- Bereitgestellter Text:
★ ★ ★ ★

Evolutions-Spuren am Menschen: Hodenentwicklung
Ein Teil der neugeborenen Jungen wird mit leerem Hodensack geboren. Erst nach einigen Wochen steigen die Hoden durch den Leistenkanal ab und kommen im Hodensack zu liegen. Dabei gibt es einige
Zwischenformen: Bauchhoden liegen dauerhaft in der Bauchhöhle. Gleithoden liegen am Übergang zum Hodensack, lassen sich kurz in den Hodensack herabziehen, gleiten aber sofort zurück. Pendelhoden
liegen zeitweilig anatomisch korrekt, "pendeln" aber bei Kälte oder Stress zurück in Richtung Leistenkanal. (Bilder in den Kommentaren). Kommen die Hoden auch am Ende des ersten Lebensjahrs nicht
im Hodensack zu liegen, besteht ein hohes Risiko für Unfruchtbarkeit. In der Bauchhöhle können Hoden unbemerkt Krebs entwickeln. Dann wird operiert und der Hoden im Hodensack fixiert
(Orchidopexie) oder Hodenrudimente entfernt.
Wie kommt das? Warum entstehen die Hoden nicht einfach im Hodensack?

★ ★ ★ ★

- Einträge:

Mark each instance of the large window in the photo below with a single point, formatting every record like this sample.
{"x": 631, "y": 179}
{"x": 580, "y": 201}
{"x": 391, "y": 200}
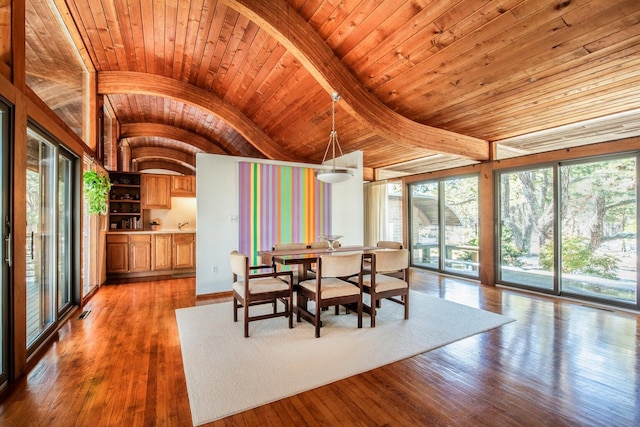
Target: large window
{"x": 527, "y": 228}
{"x": 49, "y": 236}
{"x": 599, "y": 229}
{"x": 444, "y": 225}
{"x": 383, "y": 207}
{"x": 571, "y": 229}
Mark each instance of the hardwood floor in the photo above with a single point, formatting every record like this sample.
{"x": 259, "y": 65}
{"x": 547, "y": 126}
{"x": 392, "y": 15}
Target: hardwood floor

★ ★ ★ ★

- Arbeitsauftrag: Wie heißt laut dem Text zur Hodenentwicklung die Operation, bei der der Hoden im Hodensack fixiert wird?

- Antwortbereich: Orchidopexie